◆ **TO-DO LIST**:
(1) Could you reproduce the part of the Silver Dome article starting at "The great silver" and ending at "a waste-to-energy facility.", word for word?
(2) Can you carry on the article about Southampton's Silver Dome incinerator from the point where it stops?

[start of DOCUMENT SEGMENT]

The great silver dome reflected in the nearby water looks surreal. For a long time, however, it seemed that it would never even become real, but remain only an imaginative architect's rendering for a waste-to-energy facility.
But there it is. The dome, designed by renowned French architect, Jeanrobert Mazaud, now conceals and beautifies an incinerator facility, with only the twin chimneys stretching upward through the elegantly curved roof. Since it was completed in 2007, "The Silver Dome" has become a stunning shoreside icon in the United Kingdom community of Southampton, Hampshire, which also plays host to the two great ocean liners, the Queen Elizabeth 2 and the Queen Mary.
From the artist's imagination
Early last decade, faced with at-capacity landfills and 30-year-old incinerators that no longer met emissions requirements, local planners sought an innovative, forward-thinking solution for nonrecyclable waste. They insisted that the new facility be beautiful as well as functional, and issued Mazaud the challenge. He met it head-on with a distinctive design -- a beautiful dome of sweeping curves -- and an equal challenge for the builders. Aside from its whimsical silhouette, this bold dome also would clear-span 110 meters. Here's where the project came close to foundering. Nobody could find an economical way to construct it. "It required very unusual technical solutions, especially for an industrial program," said Mazaud, CEO of S'PACE.S.A.
Large dome? Geometrica!

[end of DOCUMENT SEGMENT]
[start of INFORMATION SHOWN]

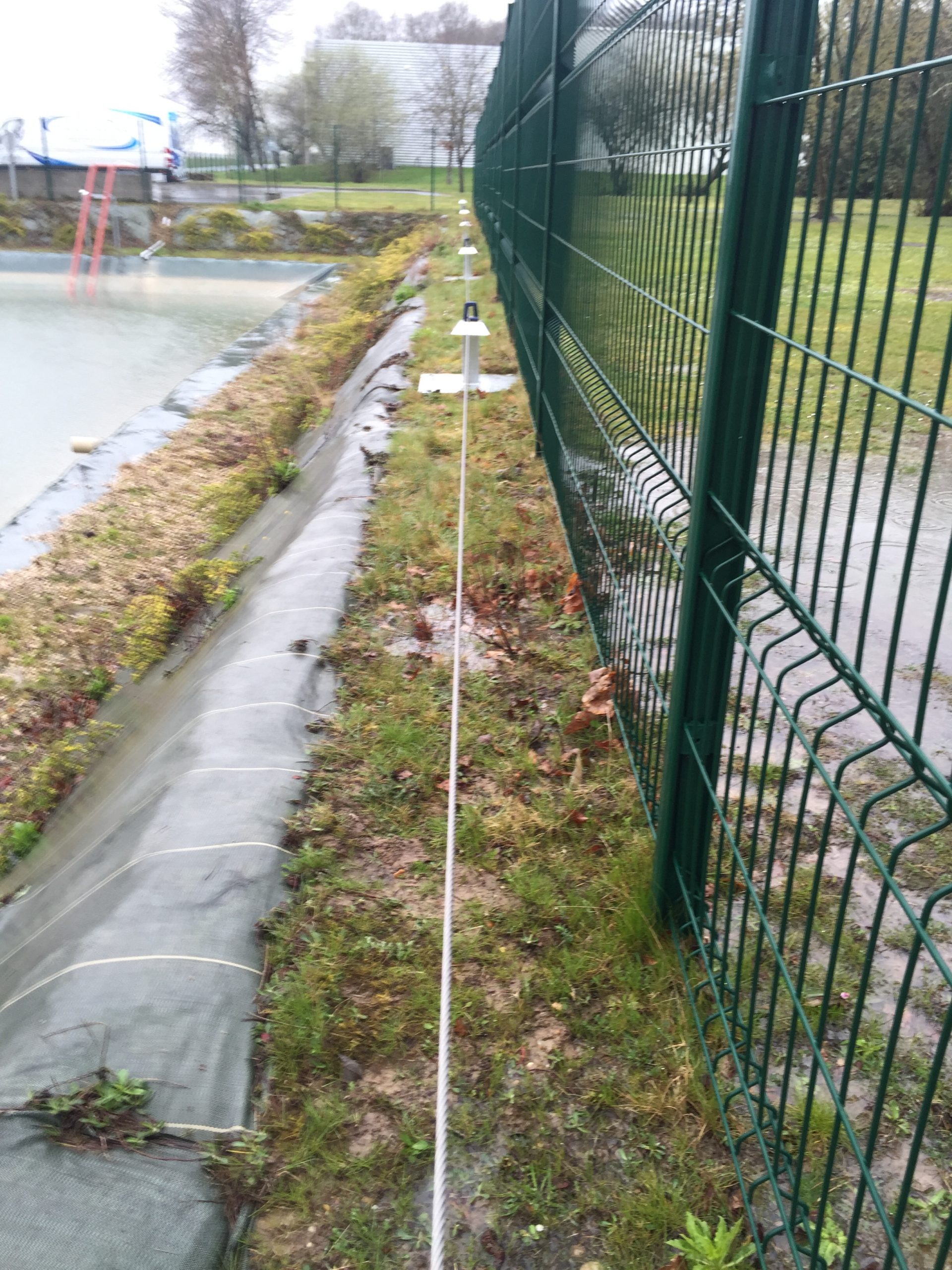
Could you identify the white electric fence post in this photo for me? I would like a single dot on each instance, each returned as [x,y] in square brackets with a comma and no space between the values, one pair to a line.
[472,329]
[468,251]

[end of INFORMATION SHOWN]

◆ **ANSWERS TO THE TASKS**:
(1)
The great silver dome reflected in the nearby water looks surreal. For a long time, however, it seemed that it would never even become real, but remain only an imaginative architect's rendering for a waste-to-energy facility.

(2)
Contractor CINM of France solicited bids for the dome. But the prices for traditional construction were prohibitive. The owners, Hampshire Waste (now Veolia Environmental Services), described their problem to a potential subcontractor, Jerry Forrest. While traveling for another project, Forrest asked his business contacts who could build such a dome. The answer came quickly: Geometrica, a Texas company, had built several similar-sized domes.
The original design, if built with conventional hot-rolled steel, called for more than 1,000 tons of superstructure. The Geometrica dome, using galvanized structural tubing joined with high-strength aluminum hubs, would weigh less than 300 tons. It also offered all the distinctive architectural features Mazaud required: a “sweep skirt” at the bottom of the dome, delta columns between a translucent wall under the sweep, stack penetrations, and skylights and ventilation near the apex.
Geometrica's proposal was the first that offered to achieve every one of the architect's desired features -- while minding the budget. So Geometrica was awarded the contract. Geometrica's personnel worked closely with the structural engineer to ensure that the dome's framework complied with exacting British engineering and construction standards. Once its off-site manufacturing was complete, Geometrica shipped the prefabricated dome to the Southampton construction site. Assembly took place concurrently with the incinerator building it covered, giving welcome flexibility to a construction schedule that already had been extended to accommodate the search for an economical solution.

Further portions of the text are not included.